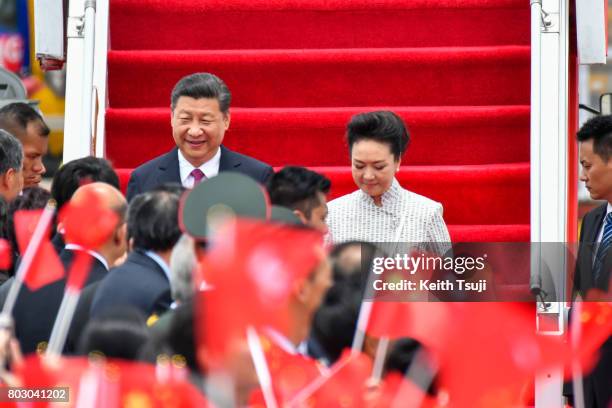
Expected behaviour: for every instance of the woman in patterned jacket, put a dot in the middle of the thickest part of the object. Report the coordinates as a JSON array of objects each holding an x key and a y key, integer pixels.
[{"x": 381, "y": 210}]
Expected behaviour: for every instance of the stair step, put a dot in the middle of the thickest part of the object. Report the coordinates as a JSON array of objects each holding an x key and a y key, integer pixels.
[
  {"x": 326, "y": 78},
  {"x": 262, "y": 24},
  {"x": 471, "y": 195},
  {"x": 439, "y": 135},
  {"x": 489, "y": 233}
]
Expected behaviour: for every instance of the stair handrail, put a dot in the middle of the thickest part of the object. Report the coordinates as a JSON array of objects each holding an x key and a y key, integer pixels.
[{"x": 86, "y": 83}]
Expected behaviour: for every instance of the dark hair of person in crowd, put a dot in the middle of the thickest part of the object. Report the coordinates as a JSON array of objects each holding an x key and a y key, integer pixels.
[
  {"x": 403, "y": 354},
  {"x": 202, "y": 85},
  {"x": 11, "y": 152},
  {"x": 31, "y": 198},
  {"x": 75, "y": 173},
  {"x": 117, "y": 333},
  {"x": 152, "y": 219},
  {"x": 297, "y": 188},
  {"x": 15, "y": 118},
  {"x": 173, "y": 336},
  {"x": 335, "y": 321},
  {"x": 380, "y": 126},
  {"x": 599, "y": 129}
]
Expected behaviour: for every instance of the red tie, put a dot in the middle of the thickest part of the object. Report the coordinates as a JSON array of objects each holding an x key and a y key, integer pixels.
[{"x": 198, "y": 176}]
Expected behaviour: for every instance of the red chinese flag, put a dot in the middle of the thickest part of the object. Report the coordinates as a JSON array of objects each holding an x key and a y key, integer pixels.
[
  {"x": 289, "y": 372},
  {"x": 496, "y": 347},
  {"x": 6, "y": 254},
  {"x": 253, "y": 269},
  {"x": 595, "y": 327},
  {"x": 431, "y": 323},
  {"x": 88, "y": 222},
  {"x": 109, "y": 383},
  {"x": 46, "y": 266},
  {"x": 79, "y": 271},
  {"x": 394, "y": 389}
]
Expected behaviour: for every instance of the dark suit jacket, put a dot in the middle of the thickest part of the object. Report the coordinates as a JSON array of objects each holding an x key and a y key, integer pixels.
[
  {"x": 165, "y": 169},
  {"x": 80, "y": 318},
  {"x": 35, "y": 311},
  {"x": 140, "y": 282},
  {"x": 584, "y": 276},
  {"x": 597, "y": 384}
]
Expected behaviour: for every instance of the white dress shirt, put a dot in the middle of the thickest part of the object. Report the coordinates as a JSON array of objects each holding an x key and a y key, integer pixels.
[{"x": 210, "y": 168}]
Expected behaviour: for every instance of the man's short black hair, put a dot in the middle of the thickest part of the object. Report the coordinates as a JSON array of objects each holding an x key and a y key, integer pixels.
[
  {"x": 296, "y": 188},
  {"x": 202, "y": 85},
  {"x": 152, "y": 221},
  {"x": 75, "y": 173},
  {"x": 381, "y": 126},
  {"x": 599, "y": 129},
  {"x": 15, "y": 117}
]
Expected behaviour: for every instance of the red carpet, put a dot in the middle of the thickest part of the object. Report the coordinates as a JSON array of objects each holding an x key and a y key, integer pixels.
[
  {"x": 448, "y": 135},
  {"x": 457, "y": 72}
]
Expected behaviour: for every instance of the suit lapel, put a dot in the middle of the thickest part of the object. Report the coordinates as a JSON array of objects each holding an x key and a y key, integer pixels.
[
  {"x": 139, "y": 257},
  {"x": 168, "y": 170},
  {"x": 229, "y": 161}
]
────────────────────────────────────────
## Exercise prompt
Please edit the material from the line with "Expected behaviour: for every instance of the man's" up to and including its last line, putting "carpet runner" in place of "red carpet" and changing nothing else. Return only those lines.

## Exercise response
Expected behaviour: for every instance of the man's short black hair, put a dot in the middle of the thickest part of the object. Report the coordinates as a JSON array of objects each holding an x key and a y key, integer pixels.
[
  {"x": 296, "y": 188},
  {"x": 202, "y": 85},
  {"x": 152, "y": 221},
  {"x": 75, "y": 173},
  {"x": 381, "y": 126},
  {"x": 599, "y": 129},
  {"x": 15, "y": 117}
]
Expected behaviour: for every instance of the carpet runner, put a dot in the middle of the thickest part of the object. Report the coordinates as a JSON array of objects each holding an x key and a y key, integer pixels.
[
  {"x": 448, "y": 135},
  {"x": 457, "y": 72}
]
Expected behaviour: for every instance of the suit lapel, put a dot in the middle of the thickest part of the object. Report the coordinates as a JSON array of objects each holding an x key and a y key, integer pixels.
[
  {"x": 139, "y": 257},
  {"x": 168, "y": 170},
  {"x": 229, "y": 161}
]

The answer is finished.